### Extrait du texte:
---*---

Crédit photo Emmanuel Franck

Créé il y a deux ans et demi par la loi sur le dialogue social, le droit d'opposition n'a pas bloqué les négociations collectives, comme le craignaient ses détracteurs. Il est peut-être même devenu un outil de négociation entre les mains de la DRH.

Généralisé par la loi sur le dialogue social du 4 mai 2004, le droit d'opposition a été présenté comme un bouleversement, tant par ses défenseurs que par ses détracteurs. La loi dit qu'un accord d'entreprise est désormais valable s'il est signé par un syndicat - cette condition suffisait auparavant -, et que des syndicats majoritaires ne s'y opposent pas.

Même si le droit d'opposition ne va pas aussi loin que l'accord majoritaire - un accord n'est valable que s'il est signé par des syndicats majoritaires -, il introduit bien une logique majoritaire dans la validation d'un accord. Les défenseurs de cette logique y ont vu un moyen de responsabiliser les négociateurs : la direction ne peut plus se contenter de signer avec un syndicat ultraminoritaire, tandis que les syndicats ont la possibilité d'abandonner une posture d'opposant sans risques pour une opposition réelle. Dans ce camp, on trouve les deux principales confédérations (CFDT et CGT) et les syndicats qui ne sont pas représentatifs de droit (Unsa, Solidaires, FSU). A l'inverse, ses détracteurs prévoyaient qu'il bloquerait les négociations collectives, les syndicats abusant de ce droit d'opposition, et les patrons n'osant plus engager de négociations. Ici se retrouvent plutôt la partie patronale et les confédérations plus petites (FO, CFE-CGC, CFTC).

---*---

### Données fournies:
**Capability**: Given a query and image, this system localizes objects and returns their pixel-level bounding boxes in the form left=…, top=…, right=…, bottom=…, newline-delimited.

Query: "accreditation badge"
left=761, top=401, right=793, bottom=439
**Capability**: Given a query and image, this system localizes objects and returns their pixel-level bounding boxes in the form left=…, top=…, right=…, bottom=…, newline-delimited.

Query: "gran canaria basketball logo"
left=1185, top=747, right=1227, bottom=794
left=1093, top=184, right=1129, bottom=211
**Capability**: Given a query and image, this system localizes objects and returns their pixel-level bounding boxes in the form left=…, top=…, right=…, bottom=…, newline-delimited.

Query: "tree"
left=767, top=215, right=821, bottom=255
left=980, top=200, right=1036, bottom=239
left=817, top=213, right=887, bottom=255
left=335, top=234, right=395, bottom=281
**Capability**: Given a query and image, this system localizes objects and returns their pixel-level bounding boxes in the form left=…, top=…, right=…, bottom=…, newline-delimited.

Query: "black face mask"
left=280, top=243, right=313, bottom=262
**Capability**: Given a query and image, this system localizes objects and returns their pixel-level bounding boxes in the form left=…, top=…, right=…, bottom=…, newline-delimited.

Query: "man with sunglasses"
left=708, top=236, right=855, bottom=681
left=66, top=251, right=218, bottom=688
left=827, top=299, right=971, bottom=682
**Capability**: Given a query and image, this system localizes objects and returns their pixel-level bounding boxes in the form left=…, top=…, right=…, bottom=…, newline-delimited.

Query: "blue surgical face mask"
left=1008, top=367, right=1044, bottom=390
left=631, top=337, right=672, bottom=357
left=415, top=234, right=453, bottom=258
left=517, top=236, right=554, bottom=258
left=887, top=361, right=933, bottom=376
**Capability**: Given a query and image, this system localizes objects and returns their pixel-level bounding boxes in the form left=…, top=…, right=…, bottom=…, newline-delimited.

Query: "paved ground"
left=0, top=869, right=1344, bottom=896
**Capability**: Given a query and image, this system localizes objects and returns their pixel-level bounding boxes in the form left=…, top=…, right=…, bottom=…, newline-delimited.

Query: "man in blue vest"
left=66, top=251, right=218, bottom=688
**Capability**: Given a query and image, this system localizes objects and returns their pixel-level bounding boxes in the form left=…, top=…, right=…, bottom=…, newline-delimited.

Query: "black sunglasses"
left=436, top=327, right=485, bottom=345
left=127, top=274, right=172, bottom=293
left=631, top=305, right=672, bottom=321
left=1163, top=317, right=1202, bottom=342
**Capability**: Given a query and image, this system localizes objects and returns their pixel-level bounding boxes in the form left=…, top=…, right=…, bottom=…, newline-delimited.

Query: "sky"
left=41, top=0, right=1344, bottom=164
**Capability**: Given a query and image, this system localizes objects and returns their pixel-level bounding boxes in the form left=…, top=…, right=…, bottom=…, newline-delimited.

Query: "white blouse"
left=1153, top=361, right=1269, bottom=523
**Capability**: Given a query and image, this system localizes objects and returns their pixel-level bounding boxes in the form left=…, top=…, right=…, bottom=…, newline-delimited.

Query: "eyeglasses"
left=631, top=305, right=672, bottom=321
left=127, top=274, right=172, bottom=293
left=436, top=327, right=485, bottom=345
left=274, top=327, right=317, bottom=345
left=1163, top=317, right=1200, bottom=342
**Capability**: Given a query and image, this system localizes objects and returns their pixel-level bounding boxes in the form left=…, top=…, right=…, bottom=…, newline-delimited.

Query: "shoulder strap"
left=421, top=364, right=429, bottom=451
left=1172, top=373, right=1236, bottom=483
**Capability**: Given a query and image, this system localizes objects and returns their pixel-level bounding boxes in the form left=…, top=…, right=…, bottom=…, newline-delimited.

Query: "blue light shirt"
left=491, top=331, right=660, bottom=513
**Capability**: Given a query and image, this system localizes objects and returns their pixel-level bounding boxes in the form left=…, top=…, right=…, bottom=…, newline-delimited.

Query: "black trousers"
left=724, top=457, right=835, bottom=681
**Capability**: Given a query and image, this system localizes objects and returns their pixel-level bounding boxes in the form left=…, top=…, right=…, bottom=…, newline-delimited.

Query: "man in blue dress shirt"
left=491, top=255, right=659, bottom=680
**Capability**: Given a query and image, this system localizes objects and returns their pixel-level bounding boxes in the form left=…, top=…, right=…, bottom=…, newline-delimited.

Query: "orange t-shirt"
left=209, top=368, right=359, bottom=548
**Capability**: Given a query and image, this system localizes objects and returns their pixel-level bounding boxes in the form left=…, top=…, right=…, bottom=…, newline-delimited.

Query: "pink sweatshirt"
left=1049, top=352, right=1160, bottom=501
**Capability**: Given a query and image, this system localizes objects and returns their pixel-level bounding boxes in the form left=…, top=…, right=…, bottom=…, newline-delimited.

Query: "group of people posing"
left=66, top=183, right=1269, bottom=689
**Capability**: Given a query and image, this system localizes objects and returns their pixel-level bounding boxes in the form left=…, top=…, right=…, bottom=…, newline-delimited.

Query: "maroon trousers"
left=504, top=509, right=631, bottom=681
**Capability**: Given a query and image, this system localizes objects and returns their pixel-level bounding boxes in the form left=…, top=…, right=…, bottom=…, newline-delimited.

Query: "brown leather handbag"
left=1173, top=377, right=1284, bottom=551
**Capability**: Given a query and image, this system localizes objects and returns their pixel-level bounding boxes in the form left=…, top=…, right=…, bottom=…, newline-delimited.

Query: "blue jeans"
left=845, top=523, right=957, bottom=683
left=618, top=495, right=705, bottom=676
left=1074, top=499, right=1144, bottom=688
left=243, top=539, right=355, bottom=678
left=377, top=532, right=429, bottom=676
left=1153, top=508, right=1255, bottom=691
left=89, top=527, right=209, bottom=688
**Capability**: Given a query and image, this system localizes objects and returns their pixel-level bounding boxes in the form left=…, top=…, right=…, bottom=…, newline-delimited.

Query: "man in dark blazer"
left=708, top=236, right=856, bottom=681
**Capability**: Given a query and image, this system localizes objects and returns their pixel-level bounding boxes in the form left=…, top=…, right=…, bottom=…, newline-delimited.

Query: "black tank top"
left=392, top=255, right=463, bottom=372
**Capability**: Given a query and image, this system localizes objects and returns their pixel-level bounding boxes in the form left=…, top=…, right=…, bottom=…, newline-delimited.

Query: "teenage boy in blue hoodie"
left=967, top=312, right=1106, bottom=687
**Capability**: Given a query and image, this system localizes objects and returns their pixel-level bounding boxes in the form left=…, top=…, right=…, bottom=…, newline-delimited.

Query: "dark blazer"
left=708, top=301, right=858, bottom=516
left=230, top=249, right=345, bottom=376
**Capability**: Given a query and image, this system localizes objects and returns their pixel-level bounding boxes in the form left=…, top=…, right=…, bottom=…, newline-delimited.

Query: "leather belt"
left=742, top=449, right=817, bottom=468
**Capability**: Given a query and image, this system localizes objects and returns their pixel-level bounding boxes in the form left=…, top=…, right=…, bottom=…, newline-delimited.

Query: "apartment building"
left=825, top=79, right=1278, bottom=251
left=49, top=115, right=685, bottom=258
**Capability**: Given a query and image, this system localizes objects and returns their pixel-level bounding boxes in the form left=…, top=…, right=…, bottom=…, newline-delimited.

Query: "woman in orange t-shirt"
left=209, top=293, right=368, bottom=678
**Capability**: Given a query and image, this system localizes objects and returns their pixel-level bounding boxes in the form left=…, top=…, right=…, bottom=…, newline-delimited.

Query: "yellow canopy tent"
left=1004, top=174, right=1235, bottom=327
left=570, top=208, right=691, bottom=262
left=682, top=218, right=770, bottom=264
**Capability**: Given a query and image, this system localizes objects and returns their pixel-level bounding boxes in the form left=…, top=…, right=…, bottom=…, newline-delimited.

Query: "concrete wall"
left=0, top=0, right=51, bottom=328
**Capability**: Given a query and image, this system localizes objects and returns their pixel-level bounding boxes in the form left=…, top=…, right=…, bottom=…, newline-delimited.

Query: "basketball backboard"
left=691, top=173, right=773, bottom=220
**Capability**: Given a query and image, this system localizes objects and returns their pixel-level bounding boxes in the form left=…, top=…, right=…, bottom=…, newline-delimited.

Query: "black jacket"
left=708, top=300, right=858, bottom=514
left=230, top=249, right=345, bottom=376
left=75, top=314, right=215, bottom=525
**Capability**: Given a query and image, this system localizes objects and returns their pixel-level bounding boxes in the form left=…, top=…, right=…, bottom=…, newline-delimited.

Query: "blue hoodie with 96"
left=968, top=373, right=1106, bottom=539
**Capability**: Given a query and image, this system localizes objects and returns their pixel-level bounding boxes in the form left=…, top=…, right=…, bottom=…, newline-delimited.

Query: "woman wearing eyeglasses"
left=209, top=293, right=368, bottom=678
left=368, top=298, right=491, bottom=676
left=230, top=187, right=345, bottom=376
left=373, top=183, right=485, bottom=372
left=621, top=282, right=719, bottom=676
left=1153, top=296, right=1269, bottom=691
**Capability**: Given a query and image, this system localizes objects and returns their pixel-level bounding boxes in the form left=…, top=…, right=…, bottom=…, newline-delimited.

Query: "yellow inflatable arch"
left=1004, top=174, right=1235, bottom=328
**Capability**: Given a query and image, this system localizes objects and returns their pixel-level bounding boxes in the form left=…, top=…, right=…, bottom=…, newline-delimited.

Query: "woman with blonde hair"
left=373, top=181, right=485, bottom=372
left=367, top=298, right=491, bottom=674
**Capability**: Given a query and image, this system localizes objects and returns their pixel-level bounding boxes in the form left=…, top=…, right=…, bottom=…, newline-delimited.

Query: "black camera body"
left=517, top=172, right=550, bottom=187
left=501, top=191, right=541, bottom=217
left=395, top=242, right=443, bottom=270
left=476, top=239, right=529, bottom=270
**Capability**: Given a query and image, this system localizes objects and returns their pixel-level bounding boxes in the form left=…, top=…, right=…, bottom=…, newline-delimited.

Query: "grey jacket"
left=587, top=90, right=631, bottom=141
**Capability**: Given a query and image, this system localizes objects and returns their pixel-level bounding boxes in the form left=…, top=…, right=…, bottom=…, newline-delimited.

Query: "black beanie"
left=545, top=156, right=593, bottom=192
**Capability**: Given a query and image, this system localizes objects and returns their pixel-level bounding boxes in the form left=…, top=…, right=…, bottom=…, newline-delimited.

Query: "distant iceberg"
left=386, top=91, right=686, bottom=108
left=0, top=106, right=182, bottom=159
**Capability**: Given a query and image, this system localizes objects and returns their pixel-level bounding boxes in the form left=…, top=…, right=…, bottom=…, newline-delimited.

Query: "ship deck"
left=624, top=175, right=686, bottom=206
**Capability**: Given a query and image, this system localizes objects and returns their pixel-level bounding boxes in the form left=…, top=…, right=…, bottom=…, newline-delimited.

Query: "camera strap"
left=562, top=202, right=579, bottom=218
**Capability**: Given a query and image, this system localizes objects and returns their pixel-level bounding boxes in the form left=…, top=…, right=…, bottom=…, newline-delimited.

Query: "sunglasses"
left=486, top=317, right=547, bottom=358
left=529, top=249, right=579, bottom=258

---*---

### Consigne écrite:
Citez intégralement l'extrait sur le droit d'opposition, sans y changer un seul mot.

### Corrigé de l'exercice:
Crédit photo Emmanuel Franck

Créé il y a deux ans et demi par la loi sur le dialogue social, le droit d'opposition n'a pas bloqué les négociations collectives, comme le craignaient ses détracteurs. Il est peut-être même devenu un outil de négociation entre les mains de la DRH.

Généralisé par la loi sur le dialogue social du 4 mai 2004, le droit d'opposition a été présenté comme un bouleversement, tant par ses défenseurs que par ses détracteurs. La loi dit qu'un accord d'entreprise est désormais valable s'il est signé par un syndicat - cette condition suffisait auparavant -, et que des syndicats majoritaires ne s'y opposent pas.

Même si le droit d'opposition ne va pas aussi loin que l'accord majoritaire - un accord n'est valable que s'il est signé par des syndicats majoritaires -, il introduit bien une logique majoritaire dans la validation d'un accord. Les défenseurs de cette logique y ont vu un moyen de responsabiliser les négociateurs : la direction ne peut plus se contenter de signer avec un syndicat ultraminoritaire, tandis que les syndicats ont la possibilité d'abandonner une posture d'opposant sans risques pour une opposition réelle. Dans ce camp, on trouve les deux principales confédérations (CFDT et CGT) et les syndicats qui ne sont pas représentatifs de droit (Unsa, Solidaires, FSU). A l'inverse, ses détracteurs prévoyaient qu'il bloquerait les négociations collectives, les syndicats abusant de ce droit d'opposition, et les patrons n'osant plus engager de négociations. Ici se retrouvent plutôt la partie patronale et les confédérations plus petites (FO, CFE-CGC, CFTC).